PROBLEM DESCRIPTION
Find every line in the records below that contains the word "steering", and copy each of those lines in full.

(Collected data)
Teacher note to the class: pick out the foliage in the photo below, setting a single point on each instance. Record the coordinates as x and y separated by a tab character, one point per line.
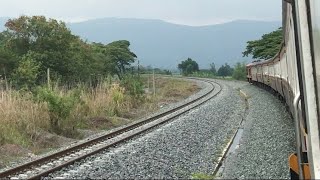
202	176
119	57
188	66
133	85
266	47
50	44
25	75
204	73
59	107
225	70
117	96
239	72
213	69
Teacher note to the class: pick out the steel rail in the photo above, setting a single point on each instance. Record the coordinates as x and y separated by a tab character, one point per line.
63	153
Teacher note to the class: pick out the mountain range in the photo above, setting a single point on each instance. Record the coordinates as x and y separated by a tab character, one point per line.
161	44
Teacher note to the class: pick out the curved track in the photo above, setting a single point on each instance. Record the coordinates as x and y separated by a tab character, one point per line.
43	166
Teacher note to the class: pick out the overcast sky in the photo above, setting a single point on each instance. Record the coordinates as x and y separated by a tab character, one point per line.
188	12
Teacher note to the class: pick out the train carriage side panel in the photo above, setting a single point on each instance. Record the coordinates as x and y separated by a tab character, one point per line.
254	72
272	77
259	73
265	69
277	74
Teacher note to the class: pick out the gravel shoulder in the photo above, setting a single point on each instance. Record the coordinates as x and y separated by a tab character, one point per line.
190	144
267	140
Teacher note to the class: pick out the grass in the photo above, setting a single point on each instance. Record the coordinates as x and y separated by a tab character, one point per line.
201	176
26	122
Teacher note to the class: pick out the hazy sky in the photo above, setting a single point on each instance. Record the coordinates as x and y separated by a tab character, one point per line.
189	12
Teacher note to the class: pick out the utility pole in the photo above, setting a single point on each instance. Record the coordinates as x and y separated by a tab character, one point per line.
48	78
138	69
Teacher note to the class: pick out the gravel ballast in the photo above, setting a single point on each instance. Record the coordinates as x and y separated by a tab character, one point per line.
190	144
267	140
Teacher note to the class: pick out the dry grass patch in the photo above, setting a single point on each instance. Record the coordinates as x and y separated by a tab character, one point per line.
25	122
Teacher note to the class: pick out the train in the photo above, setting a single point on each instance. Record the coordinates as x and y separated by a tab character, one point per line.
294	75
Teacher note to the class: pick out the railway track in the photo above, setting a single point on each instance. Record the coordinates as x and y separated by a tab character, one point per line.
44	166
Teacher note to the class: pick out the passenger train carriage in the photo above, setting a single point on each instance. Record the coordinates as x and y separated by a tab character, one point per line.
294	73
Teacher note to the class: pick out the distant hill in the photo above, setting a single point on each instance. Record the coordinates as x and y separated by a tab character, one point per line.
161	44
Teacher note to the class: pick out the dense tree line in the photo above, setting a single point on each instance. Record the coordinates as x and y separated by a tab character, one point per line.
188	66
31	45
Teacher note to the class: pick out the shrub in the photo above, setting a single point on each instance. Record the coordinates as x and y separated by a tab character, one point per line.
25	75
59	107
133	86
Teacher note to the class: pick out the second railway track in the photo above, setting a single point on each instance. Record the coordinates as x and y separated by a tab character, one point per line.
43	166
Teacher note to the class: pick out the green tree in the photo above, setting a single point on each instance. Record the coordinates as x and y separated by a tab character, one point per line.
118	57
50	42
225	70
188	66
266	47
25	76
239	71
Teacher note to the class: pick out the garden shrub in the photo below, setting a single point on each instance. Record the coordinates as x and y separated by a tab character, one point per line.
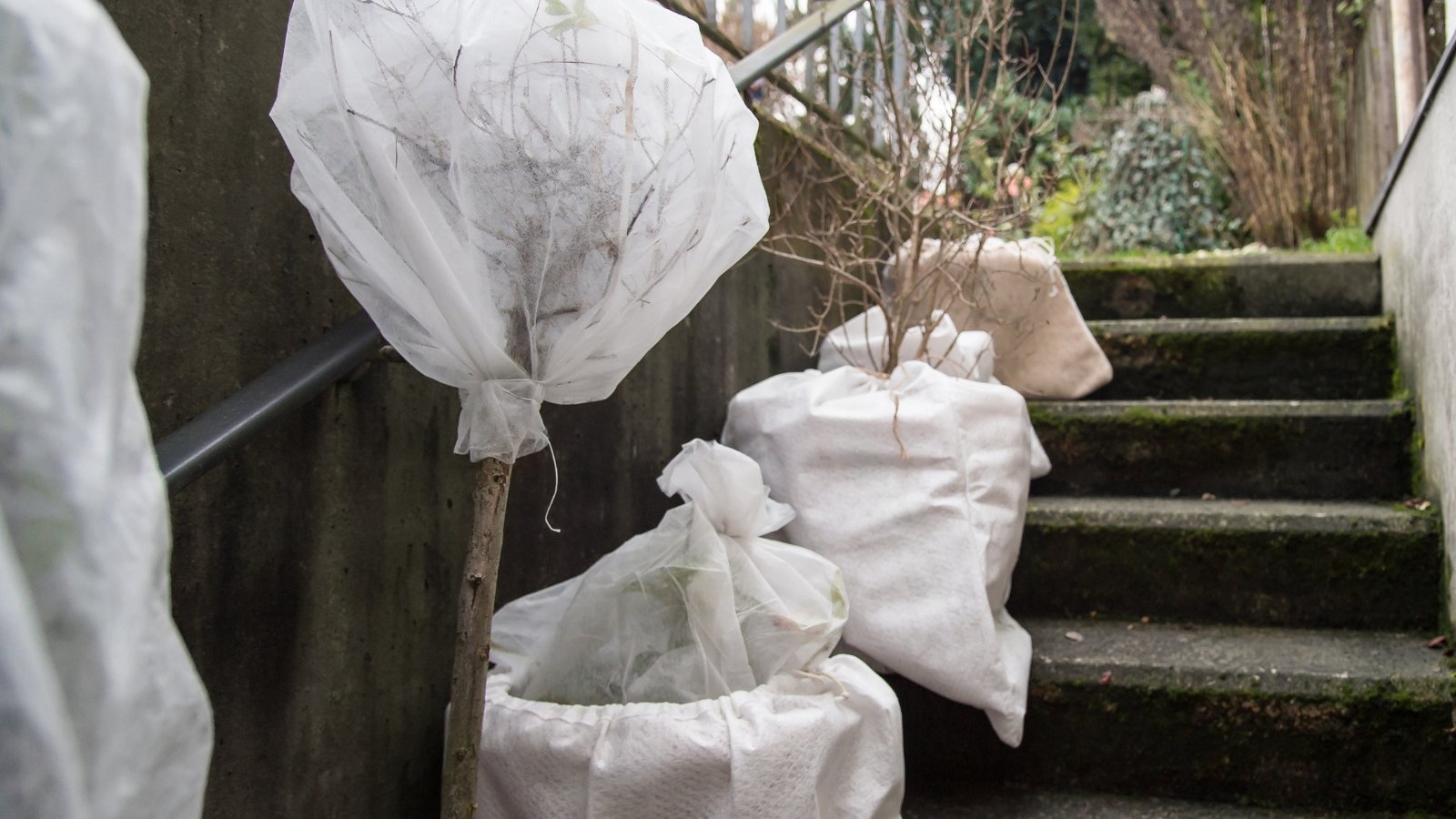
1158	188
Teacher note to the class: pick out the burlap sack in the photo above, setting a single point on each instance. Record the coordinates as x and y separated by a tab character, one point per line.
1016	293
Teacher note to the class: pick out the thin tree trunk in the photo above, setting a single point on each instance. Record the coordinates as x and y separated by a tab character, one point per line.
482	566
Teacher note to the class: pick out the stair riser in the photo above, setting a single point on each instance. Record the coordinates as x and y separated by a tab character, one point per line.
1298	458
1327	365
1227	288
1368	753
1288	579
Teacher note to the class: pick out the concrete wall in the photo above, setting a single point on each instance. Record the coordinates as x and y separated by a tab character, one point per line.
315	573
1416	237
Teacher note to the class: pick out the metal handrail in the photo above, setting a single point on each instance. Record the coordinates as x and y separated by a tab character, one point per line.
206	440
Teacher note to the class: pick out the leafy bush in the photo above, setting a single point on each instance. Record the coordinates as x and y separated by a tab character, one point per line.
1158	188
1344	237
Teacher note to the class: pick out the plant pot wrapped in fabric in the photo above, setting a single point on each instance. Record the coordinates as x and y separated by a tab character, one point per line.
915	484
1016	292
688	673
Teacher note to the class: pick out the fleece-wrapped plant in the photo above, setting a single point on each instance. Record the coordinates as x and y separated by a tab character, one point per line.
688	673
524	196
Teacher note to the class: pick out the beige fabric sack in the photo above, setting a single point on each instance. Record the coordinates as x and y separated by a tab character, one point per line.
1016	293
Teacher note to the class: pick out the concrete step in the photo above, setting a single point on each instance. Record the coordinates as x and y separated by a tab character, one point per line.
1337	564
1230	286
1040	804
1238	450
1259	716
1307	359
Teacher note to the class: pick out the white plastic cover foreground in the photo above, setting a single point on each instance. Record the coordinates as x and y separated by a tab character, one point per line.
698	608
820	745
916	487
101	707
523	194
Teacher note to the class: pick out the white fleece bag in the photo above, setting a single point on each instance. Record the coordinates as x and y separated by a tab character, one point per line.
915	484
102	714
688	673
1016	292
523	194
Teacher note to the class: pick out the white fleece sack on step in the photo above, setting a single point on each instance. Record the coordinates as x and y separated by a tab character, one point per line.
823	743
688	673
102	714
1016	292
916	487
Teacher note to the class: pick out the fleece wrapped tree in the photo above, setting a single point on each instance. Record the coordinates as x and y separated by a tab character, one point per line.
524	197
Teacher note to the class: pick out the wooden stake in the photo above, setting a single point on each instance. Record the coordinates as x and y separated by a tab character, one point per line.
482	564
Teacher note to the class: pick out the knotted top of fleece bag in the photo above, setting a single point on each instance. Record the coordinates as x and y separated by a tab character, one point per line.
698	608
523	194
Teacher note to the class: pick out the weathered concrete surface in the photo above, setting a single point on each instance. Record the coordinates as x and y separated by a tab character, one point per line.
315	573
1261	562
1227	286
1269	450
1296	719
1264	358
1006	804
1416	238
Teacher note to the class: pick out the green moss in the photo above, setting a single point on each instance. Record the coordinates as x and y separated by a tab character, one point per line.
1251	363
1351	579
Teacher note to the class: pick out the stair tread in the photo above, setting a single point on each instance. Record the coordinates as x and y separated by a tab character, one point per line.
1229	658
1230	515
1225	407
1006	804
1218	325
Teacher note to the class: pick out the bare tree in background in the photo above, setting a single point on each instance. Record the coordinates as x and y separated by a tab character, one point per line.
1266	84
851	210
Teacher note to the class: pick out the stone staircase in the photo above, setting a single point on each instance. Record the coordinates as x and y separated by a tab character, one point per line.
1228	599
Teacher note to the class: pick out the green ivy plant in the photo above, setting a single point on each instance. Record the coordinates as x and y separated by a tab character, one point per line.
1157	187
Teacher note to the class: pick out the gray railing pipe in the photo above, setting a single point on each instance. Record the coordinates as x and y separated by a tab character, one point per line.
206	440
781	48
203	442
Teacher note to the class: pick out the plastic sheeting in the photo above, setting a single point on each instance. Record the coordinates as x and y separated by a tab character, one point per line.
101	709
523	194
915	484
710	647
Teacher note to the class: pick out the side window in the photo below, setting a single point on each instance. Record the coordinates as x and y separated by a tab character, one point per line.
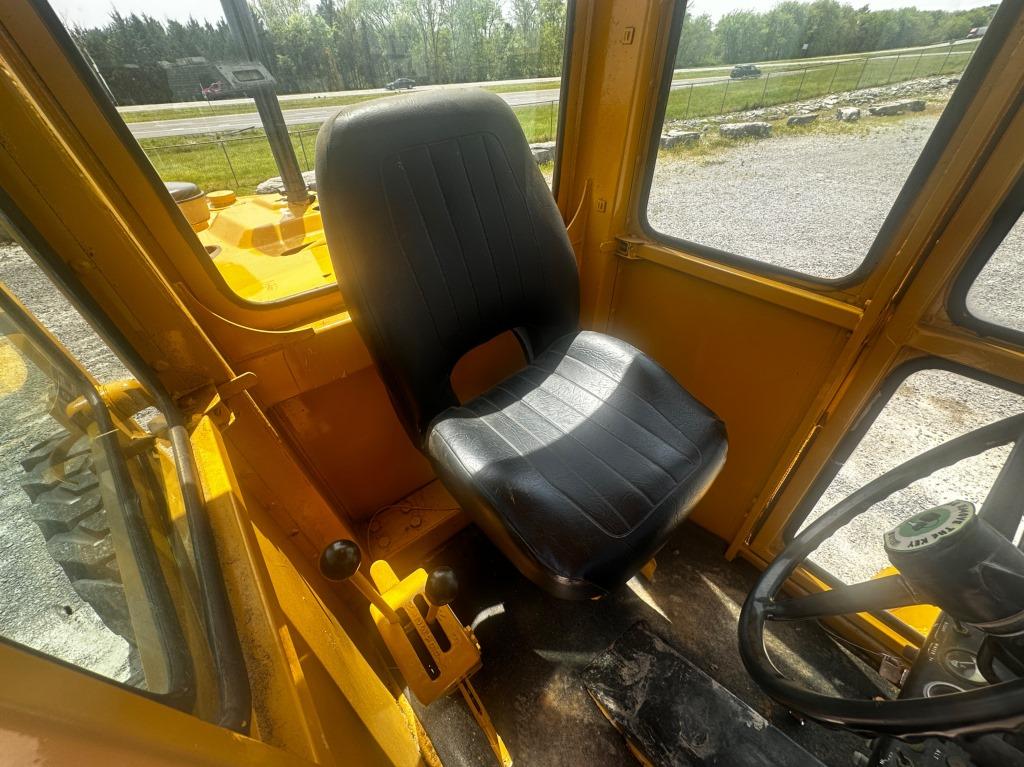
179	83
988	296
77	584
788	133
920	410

---

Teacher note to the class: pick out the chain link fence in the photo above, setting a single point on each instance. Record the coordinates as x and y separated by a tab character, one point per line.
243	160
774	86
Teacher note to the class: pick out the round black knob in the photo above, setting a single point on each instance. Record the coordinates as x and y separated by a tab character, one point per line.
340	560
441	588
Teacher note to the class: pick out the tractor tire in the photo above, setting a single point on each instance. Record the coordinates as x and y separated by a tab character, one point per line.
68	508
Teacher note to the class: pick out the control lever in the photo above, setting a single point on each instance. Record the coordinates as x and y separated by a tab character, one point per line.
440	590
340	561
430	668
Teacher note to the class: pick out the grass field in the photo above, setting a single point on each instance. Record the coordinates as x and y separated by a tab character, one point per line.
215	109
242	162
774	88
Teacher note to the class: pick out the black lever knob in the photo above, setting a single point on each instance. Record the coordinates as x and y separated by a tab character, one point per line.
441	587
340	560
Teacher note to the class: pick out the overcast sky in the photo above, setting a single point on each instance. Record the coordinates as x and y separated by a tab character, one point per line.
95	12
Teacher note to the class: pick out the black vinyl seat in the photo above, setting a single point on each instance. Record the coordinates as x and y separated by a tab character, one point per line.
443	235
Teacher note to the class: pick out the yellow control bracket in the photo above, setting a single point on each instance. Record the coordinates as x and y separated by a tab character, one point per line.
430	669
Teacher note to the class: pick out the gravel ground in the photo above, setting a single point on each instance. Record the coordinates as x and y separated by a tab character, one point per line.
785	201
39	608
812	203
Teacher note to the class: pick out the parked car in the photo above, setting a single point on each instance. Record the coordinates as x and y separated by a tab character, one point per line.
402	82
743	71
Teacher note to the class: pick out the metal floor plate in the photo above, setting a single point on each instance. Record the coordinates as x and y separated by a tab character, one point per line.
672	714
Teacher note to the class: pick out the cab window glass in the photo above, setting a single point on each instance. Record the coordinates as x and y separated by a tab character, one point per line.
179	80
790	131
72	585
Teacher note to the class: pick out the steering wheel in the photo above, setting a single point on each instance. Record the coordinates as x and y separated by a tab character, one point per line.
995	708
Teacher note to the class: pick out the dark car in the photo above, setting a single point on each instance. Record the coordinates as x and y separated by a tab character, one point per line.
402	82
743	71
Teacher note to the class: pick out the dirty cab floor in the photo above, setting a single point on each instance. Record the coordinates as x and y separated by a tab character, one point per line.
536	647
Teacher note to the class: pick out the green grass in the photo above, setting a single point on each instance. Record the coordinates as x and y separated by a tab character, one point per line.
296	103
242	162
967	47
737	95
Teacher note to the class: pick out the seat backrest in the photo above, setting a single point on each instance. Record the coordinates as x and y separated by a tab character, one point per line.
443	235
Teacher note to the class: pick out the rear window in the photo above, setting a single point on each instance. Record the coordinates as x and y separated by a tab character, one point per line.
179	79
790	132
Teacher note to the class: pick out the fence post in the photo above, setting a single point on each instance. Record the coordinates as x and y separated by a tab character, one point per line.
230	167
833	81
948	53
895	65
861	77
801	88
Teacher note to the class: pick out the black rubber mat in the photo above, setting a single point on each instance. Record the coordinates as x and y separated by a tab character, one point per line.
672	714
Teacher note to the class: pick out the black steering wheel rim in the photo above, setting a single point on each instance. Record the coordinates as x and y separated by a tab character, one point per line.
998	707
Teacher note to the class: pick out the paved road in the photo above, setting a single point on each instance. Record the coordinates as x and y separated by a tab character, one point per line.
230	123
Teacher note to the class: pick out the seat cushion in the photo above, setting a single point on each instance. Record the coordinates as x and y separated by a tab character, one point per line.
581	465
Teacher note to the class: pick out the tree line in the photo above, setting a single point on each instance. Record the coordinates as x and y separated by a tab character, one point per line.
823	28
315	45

==

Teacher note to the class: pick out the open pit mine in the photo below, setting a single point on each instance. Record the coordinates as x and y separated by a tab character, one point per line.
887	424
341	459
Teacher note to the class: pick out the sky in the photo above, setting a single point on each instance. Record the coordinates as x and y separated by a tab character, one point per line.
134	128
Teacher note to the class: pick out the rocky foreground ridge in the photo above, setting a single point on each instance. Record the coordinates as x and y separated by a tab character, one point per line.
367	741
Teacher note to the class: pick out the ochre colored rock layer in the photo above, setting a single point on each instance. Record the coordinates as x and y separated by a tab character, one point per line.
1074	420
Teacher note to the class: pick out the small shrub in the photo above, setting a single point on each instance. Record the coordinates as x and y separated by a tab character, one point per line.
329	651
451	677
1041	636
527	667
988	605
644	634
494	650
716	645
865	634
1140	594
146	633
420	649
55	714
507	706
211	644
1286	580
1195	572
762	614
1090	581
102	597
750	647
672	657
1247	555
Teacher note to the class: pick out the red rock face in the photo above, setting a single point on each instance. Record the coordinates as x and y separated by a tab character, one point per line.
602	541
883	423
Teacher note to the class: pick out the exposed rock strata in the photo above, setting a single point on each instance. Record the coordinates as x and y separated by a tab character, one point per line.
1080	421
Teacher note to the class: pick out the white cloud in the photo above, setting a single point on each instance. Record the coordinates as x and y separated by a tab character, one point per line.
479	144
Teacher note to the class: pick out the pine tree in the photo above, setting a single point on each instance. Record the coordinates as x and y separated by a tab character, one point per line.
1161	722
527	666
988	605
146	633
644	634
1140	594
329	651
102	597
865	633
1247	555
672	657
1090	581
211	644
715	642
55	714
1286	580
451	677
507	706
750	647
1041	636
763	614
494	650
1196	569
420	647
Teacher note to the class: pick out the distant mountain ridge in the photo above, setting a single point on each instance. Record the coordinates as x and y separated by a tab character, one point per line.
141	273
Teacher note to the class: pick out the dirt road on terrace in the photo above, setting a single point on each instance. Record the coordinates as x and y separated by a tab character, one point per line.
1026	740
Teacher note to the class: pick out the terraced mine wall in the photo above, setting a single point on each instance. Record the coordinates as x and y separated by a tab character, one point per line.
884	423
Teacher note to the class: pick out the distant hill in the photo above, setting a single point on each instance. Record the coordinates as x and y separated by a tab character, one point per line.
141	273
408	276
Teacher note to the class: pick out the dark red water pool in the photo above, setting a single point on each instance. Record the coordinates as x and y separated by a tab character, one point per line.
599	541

SOLUTION FOR THIS TASK
Teacher note to the class: pick out the steering wheel in the photo above, setting a single point on each instance. Record the coordinates as x and y separated by a tab character, one point per line.
Teacher note to the class: pick out the black steering wheel rim in the photo above, setting a single point on each instance. Record the coordinates as x and y separated by a tab character, one point per line.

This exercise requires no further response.